Article »
= = = =

Avec une police nationale qui regorge de tant de fins limiers et un service de renseignements dont nombre de pays rêvent d’avoir et nous envient, il est incroyable que ces derniers courent toujours, humant l’air de la liberté, faisant place nette à des rumeurs et autres commentaires tendancieux qui sont loin de donner bonne presse au Cameroun. Nous avons peine à croire, Monsieur le Président, Excellence, que vous qui êtes l’homme de la rigueur et de la moralisation, vous puissiez laisser entretenir un tel flou. Des cas d’interrogations sont nombreux et divers, et attendent des réponses précises et claires de vous : Vous qui avez des comptes à rendre à ce peuple qui vous a fait Roi, vous laissant, grâce au mandat qu’il vous a donné de gérer le Pays en ses lieu et place. Pêle-mêle : l’affaire de Glencore, l’expropriation maffieuse de Dikolo à Douala, les ventes des immeubles de l’ex-Oncpb, de la Regifercam, du Port Autonome de Douala. Que sais-je encore ! Il en est de même des enquêtes judiciaires sur des crimes de sang dont on n’a jamais connu les résultats à savoir : le décès de Madame Jeanne Irène Biya, la Première Dame à l’époque, l’assassinat des sœurs de Djoum, le décès du Commandant Motaze, l’assassinat de Monseigneur Plumet, de l’abbé Mbassi, de Me Ngongo Ottou, de l’évêque de Bafia, Monseigneur Bala et je ne saurais les énumérer tous. En plus de tant de scandales, le pays subit des crises nées d’une absence d’écoute et d’anticipation. Les séparatistes du Noso, les adeptes de la secte de Boko Haram sèment la terreur dans ces zones devenues des noman’s land sans que vous n’ayez pu effectuer la moindre descente sur le terrain pour rassurer ceux de vos compatriotes fortement meurtris dans leur chair et leur âme. C’est vrai, j’oubliais et des langues le disent, vos compatriotes vont vous salir en vous approchant trop près de vous !

= = = =

Consigne »
Écrivez la suite du texte qui interpelle le président camerounais sur les affaires restées sans réponse, à partir de sa dernière phrase.

= = = =

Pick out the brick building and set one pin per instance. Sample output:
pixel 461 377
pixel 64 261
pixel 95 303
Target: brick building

= = = =

Résultat »
Monsieur le Président, Excellence, Vous qui êtes un Homme de lois, qui avez fait Sciences PO, comment allez-vous convaincre vos compatriotes que pour sa modernisation et son ouverture à la démocratie, il était nécessaire que le Cameroun soit doté d’un Parlement bicaméral, une Assemblée Nationale et un Sénat, augmentant par le fait même le poids des charges de l’Etat. Déjà, dans votre conception de la gestion de l’Etat, il n’existe pas de séparation de pouvoirs, et cela pose problème. L’Exécutif contrôle tout sans partage, même l’autorité judiciaire se retrouve sous votre influence. On en est à se demander à quoi sert l’Assemblée nationale. En effet, à l’époque où, seule, elle représentait le Parlement, en plus de sa mission du vote des lois, elle avait mission de contrôler l’action gouvernementale. Mais non seulement de toute son histoire, on ne retrouve dans ses archives aucune proposition de lois qui émane d’elle, alors qu’elle a en partage avec l’exécutif l’élaboration des lois, elle est devenue ce que le commun des mortels appelle une chambre d’homologation.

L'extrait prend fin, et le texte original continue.